##### TEXTAUSZUG #####

Herdecke. Bei einer Spendenübergabe an die Bürgerstiftung Herdecke berichten Vertreter von Mark-E, wie gut die Steinaktion ankam und wie der Abbruch läuft.

Kaum nähert sich die Gruppe zum Fototermin dem Cuno-Schornstein, dröhnen von oben die Tacker-Geräusche durch das Tal. Alle blicken hinauf und sehen, dass die Herdecker Landmarke in den vergangenen Wochen beträchtlich geschrumpft ist. Aktuell ragt der Kamin an der Wetterstraße nur noch 155 statt einst 248 Meter in die Höhe. Während die Abrissarbeiten hörbar andauern, hat die Mark-E als Eigentümerin des Turms eine bemerkenswerte Aktion beendet.

#####

▶ AUFGABEN
(a) Erläutern Sie anhand des Textauszugs, weshalb die Gruppe beim Fototermin am Cuno-Schornstein nach oben schaut.
(b) Wie hoch ragt der Kamin an der Wetterstraße laut Textauszug derzeit noch auf?

##### BEREITGESTELLTE DATEN #####

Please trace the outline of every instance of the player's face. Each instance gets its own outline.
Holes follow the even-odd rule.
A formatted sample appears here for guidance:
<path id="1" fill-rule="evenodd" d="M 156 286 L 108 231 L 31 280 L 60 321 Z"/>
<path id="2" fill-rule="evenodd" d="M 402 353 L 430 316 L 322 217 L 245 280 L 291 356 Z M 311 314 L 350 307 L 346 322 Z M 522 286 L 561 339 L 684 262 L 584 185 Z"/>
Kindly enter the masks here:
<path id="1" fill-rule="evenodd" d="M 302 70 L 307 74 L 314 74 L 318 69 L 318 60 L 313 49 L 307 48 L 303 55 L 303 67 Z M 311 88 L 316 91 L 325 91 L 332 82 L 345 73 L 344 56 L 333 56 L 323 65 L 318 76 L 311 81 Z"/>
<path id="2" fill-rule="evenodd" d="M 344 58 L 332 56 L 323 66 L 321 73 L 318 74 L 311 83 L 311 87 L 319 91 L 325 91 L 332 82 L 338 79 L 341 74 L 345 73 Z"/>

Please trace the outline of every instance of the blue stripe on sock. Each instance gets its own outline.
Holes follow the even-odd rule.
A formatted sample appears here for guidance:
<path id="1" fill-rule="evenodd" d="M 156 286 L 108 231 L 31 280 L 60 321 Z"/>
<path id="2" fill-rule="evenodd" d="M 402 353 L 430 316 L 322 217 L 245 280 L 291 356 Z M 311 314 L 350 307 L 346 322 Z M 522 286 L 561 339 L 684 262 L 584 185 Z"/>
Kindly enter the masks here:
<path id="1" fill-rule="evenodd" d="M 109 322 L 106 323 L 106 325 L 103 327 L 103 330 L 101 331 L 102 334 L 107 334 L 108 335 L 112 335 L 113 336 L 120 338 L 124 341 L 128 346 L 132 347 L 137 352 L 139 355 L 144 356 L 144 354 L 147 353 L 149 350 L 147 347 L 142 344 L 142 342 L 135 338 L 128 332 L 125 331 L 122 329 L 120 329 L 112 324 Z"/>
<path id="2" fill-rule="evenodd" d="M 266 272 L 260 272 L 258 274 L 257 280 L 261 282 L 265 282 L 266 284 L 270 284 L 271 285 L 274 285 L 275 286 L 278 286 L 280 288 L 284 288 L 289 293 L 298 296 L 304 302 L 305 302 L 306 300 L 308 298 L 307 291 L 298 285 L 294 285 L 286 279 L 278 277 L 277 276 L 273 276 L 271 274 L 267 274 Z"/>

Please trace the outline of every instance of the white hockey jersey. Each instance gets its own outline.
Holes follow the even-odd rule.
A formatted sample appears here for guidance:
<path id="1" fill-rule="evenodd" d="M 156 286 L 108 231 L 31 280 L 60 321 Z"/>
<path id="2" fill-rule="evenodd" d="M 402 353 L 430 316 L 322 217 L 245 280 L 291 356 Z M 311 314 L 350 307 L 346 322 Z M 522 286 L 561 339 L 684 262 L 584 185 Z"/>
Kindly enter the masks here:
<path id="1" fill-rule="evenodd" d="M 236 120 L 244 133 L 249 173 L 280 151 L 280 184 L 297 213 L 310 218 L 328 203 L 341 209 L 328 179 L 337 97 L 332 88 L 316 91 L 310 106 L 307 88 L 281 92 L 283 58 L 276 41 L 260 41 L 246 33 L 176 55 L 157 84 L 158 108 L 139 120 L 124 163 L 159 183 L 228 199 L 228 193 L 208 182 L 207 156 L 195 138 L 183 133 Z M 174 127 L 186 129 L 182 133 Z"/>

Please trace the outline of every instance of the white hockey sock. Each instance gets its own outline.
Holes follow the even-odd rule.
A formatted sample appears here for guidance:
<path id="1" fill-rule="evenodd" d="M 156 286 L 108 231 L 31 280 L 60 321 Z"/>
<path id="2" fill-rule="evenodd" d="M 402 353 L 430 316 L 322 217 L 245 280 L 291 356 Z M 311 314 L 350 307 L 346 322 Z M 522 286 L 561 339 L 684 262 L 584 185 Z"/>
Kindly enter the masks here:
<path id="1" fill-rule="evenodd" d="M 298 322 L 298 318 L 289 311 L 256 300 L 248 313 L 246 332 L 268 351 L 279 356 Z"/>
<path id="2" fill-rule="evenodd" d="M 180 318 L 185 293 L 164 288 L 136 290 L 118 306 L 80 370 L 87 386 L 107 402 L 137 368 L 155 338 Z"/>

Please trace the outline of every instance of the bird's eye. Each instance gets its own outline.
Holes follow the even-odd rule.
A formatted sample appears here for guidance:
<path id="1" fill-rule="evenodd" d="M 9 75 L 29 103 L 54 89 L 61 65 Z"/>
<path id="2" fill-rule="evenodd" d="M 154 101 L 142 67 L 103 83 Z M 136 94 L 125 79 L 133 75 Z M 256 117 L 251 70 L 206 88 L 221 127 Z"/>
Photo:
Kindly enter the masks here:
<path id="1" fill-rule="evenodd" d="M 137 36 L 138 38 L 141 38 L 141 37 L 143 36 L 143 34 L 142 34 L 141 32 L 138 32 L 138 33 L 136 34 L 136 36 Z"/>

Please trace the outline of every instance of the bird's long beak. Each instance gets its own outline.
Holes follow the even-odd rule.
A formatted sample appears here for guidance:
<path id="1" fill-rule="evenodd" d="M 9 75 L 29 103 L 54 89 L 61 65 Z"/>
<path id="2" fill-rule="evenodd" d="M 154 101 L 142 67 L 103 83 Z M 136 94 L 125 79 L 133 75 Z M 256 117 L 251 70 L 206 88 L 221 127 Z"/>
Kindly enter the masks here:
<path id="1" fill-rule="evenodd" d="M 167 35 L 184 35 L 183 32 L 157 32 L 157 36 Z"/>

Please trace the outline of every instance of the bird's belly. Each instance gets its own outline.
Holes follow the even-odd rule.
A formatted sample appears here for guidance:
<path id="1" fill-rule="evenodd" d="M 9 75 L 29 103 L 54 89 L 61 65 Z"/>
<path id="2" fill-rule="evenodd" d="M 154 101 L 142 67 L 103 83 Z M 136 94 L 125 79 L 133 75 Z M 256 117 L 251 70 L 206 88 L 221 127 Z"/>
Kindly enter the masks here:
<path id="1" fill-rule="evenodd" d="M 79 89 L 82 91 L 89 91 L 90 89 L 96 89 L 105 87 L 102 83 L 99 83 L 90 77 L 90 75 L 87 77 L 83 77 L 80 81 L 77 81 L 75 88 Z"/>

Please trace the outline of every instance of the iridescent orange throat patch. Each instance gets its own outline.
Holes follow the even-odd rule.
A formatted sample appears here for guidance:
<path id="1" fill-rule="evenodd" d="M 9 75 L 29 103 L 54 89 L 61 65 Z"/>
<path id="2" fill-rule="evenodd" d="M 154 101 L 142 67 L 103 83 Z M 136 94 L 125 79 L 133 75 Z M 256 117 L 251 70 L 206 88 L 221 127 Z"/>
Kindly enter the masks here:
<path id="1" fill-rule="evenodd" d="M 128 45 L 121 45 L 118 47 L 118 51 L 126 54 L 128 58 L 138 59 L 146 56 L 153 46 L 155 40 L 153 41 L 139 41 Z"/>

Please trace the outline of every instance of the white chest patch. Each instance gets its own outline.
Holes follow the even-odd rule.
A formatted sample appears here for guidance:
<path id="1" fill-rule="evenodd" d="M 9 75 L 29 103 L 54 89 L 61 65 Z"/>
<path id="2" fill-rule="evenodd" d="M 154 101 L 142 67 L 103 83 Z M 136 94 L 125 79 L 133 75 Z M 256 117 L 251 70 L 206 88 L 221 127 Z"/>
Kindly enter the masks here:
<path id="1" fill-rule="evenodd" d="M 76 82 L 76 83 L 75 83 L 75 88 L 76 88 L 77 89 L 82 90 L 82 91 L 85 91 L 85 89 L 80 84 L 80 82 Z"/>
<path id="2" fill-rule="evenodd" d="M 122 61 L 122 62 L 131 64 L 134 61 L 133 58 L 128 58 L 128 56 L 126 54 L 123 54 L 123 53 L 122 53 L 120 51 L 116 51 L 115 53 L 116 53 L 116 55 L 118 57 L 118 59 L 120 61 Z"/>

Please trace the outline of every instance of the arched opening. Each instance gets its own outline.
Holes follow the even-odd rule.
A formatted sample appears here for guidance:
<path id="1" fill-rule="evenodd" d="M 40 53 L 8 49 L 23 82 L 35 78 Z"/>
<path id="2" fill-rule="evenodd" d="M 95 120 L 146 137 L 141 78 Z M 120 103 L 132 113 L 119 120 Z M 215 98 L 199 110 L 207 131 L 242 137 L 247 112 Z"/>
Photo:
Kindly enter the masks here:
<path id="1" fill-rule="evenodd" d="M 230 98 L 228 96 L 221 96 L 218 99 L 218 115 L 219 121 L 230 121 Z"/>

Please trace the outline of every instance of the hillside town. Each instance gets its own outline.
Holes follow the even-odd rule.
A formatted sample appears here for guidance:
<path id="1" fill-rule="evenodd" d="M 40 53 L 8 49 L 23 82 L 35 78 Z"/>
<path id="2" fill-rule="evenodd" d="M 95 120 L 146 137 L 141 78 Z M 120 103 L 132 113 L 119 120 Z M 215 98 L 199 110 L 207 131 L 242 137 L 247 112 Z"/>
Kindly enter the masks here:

#####

▶ LÖSUNGEN
(a) Als sich die Gruppe dem Cuno-Schornstein nähert, dröhnen von oben die Tacker-Geräusche durch das Tal. Deshalb blicken alle hinauf und sehen dabei, dass die Herdecker Landmarke in den vergangenen Wochen beträchtlich geschrumpft ist.

(b) Er ragt nur noch 155 Meter in die Höhe, statt einst 248 Meter.